Material on locating named things:
★ ★ ★ ★
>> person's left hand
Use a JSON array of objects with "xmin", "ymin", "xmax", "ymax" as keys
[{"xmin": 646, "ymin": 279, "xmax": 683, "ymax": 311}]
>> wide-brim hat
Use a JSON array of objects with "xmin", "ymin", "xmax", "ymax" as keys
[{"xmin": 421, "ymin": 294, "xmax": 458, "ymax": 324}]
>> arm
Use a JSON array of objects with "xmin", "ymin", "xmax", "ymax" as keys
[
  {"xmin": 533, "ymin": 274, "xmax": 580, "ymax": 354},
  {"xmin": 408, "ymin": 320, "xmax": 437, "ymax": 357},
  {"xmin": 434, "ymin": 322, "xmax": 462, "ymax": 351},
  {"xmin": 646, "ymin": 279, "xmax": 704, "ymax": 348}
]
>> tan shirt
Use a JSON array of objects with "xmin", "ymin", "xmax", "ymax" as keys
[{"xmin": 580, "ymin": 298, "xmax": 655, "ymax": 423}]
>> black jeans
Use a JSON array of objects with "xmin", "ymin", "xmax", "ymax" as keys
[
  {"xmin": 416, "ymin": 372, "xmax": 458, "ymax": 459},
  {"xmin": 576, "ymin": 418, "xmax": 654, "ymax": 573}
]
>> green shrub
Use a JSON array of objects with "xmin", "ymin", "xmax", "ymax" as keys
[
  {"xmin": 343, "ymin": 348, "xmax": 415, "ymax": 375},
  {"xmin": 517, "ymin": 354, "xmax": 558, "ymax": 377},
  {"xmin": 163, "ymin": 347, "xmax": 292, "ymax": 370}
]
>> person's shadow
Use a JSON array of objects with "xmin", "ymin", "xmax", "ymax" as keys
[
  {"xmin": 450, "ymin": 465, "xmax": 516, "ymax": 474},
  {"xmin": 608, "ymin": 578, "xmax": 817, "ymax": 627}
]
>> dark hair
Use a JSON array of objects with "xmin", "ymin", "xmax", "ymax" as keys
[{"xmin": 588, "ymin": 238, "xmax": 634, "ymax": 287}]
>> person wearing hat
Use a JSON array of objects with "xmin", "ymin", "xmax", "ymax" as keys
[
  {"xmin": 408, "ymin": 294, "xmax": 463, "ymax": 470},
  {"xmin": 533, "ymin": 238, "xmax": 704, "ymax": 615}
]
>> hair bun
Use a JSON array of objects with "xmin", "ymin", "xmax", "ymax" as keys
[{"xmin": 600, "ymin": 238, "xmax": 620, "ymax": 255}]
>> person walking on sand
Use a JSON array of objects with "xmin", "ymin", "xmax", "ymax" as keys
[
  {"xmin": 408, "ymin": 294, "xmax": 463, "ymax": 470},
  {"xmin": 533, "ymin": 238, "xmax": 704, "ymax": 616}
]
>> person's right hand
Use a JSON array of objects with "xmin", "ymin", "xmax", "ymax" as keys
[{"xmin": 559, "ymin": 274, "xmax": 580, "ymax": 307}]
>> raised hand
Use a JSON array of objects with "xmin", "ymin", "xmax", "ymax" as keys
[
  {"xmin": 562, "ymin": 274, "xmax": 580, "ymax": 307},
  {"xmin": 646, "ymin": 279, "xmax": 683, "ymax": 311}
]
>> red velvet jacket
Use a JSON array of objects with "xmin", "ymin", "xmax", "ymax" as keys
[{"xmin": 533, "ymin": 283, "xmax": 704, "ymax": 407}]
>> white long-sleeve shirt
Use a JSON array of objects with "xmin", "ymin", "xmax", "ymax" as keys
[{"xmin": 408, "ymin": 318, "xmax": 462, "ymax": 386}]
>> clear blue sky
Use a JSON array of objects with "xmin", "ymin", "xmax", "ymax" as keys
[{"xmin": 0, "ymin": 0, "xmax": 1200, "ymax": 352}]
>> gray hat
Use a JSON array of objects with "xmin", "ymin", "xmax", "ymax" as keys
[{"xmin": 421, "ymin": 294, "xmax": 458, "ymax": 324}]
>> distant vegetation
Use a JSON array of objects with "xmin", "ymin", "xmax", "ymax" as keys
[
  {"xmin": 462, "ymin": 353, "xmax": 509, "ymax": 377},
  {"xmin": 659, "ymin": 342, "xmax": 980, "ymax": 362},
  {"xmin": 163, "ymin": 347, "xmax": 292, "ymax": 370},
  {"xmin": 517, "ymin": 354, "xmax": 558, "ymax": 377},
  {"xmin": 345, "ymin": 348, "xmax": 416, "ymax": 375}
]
★ ★ ★ ★
### Required work
Can you rewrite the material from the line with "red velvet jacket" through the end of the material, putting "felt hat" in place of "gray hat" and changing nothing else?

### Task output
>> red velvet jacket
Use a JSON array of objects with "xmin", "ymin", "xmax", "ymax" as keys
[{"xmin": 533, "ymin": 283, "xmax": 704, "ymax": 407}]
>> white long-sleeve shirt
Use a JSON array of objects with "xmin", "ymin", "xmax", "ymax" as keys
[{"xmin": 408, "ymin": 318, "xmax": 462, "ymax": 386}]
>> clear blue sky
Use a JSON array of objects with "xmin", "ymin", "xmax", "ymax" as keys
[{"xmin": 0, "ymin": 0, "xmax": 1200, "ymax": 352}]
>> felt hat
Use a JSON array of objects with "xmin", "ymin", "xmax", "ymax" as keys
[{"xmin": 421, "ymin": 294, "xmax": 458, "ymax": 324}]
>> distant vegetation
Use a JSON array of objects with "xmin", "ymin", "xmax", "ymax" as keys
[
  {"xmin": 462, "ymin": 353, "xmax": 509, "ymax": 377},
  {"xmin": 659, "ymin": 342, "xmax": 980, "ymax": 362},
  {"xmin": 163, "ymin": 347, "xmax": 292, "ymax": 370},
  {"xmin": 517, "ymin": 354, "xmax": 558, "ymax": 377},
  {"xmin": 345, "ymin": 348, "xmax": 416, "ymax": 375}
]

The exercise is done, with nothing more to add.